─── Page extract

The removal of the Covid-19 specific Health & Safety requirements does not change employers’ legal duty to take reasonable care and steps to ensure the safety of their workers at work – whether in the workplace or at home. This includes physical safety and can include mental wellbeing.
Even though all signs are that the pandemic is easing, there is still huge uncertainty and workers may still be concerned. Employers will need to make some important decisions, and to be flexible in these, for example:
- People who were clinically vulnerable / shielding, or caring for someone in this category, may still be very reluctant to come back to work. We look at this below, in more detail.
- Bearing in mind that free tests will become harder to obtain and then no longer available, form April 1st, employers will need to decide who covers the cost of testing if the business requires staff to test before coming into the workplace. This may seem less pressing in the coming spring and summer, but may need to be revisited in the autumn and winter months when, as with seasonal flu, cases will inevitably rise.
- As Covid-19 Statutory Sick Pay allowance reverts back to pre pandemic rules, after 24th March, employers will need to decide if they will assist and/or encourage staff to stay at home if they are feeling unwell with additional contractual sick pay. Whether and how long to continue to ask staff to self-isolate if testing positive/symptomatic, or a close contact of someone testing the same.
- What updates to make to their health and safety risk assessment and health and safety measures in the workplace.
- How to respond to people who refuse to return, and/or request remote or flexible working, given the inevitability that some will see the change from mandated restrictions to the new Living with Covid environment as increasing the risks of returning to the workplace.

──────

- _Exercise aim_: From the guidance on employers' Covid-19 duties, print the passage starting at the words "Even though all" and ending after "will inevitably rise.". The listing that comes next has no connection to the guidance on employers' Covid-19 duties.

─── Information given

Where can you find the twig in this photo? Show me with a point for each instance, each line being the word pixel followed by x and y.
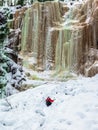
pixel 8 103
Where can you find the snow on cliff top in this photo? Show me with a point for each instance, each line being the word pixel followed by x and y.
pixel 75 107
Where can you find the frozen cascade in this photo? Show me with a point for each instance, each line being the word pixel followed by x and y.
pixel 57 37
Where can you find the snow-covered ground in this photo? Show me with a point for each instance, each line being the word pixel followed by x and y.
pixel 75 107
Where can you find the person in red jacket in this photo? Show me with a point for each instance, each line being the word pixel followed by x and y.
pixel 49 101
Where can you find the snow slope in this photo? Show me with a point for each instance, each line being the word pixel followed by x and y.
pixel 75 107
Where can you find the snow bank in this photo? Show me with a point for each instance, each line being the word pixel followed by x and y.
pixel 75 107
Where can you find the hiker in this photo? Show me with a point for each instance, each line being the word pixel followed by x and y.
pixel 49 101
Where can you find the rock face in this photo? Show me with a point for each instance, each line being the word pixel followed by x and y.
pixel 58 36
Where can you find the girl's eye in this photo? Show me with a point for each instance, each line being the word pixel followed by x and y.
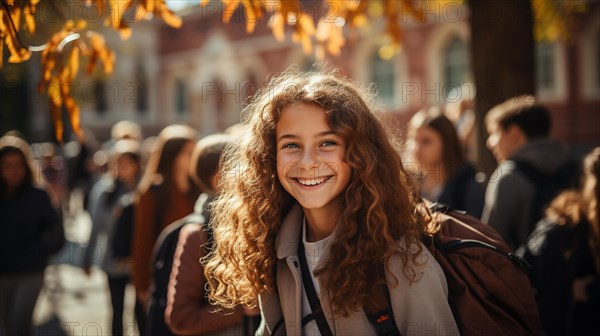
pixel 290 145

──────
─── Information given

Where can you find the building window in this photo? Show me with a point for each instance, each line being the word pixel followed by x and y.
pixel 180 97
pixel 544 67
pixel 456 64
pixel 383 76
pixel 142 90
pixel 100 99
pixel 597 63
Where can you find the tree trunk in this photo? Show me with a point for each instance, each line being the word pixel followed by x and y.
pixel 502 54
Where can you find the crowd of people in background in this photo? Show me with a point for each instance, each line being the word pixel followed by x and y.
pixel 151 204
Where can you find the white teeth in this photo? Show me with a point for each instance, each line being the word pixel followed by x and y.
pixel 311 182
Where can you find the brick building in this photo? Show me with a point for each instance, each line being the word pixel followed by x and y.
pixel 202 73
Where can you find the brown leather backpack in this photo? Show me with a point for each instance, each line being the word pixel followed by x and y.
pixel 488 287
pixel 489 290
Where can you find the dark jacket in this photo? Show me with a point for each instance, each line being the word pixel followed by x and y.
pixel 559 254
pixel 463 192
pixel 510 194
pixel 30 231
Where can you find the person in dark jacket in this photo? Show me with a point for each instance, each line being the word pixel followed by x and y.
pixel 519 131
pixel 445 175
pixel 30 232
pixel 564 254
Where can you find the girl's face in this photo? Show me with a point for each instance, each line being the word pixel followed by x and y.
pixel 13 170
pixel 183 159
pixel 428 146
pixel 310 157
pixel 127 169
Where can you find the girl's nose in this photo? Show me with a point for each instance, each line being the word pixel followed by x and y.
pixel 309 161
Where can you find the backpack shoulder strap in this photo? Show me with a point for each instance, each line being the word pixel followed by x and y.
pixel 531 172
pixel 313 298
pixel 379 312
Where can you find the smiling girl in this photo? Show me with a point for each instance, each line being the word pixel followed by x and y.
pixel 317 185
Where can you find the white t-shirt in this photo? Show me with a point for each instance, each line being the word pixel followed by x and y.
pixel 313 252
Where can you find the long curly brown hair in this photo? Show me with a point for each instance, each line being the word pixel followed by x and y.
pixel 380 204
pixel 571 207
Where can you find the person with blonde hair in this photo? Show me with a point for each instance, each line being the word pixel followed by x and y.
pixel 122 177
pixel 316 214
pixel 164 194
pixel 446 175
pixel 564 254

──────

- _Response to the task_:
Even though all signs are that the pandemic is easing, there is still huge uncertainty and workers may still be concerned. Employers will need to make some important decisions, and to be flexible in these, for example:
- People who were clinically vulnerable / shielding, or caring for someone in this category, may still be very reluctant to come back to work. We look at this below, in more detail.
- Bearing in mind that free tests will become harder to obtain and then no longer available, form April 1st, employers will need to decide who covers the cost of testing if the business requires staff to test before coming into the workplace. This may seem less pressing in the coming spring and summer, but may need to be revisited in the autumn and winter months when, as with seasonal flu, cases will inevitably rise.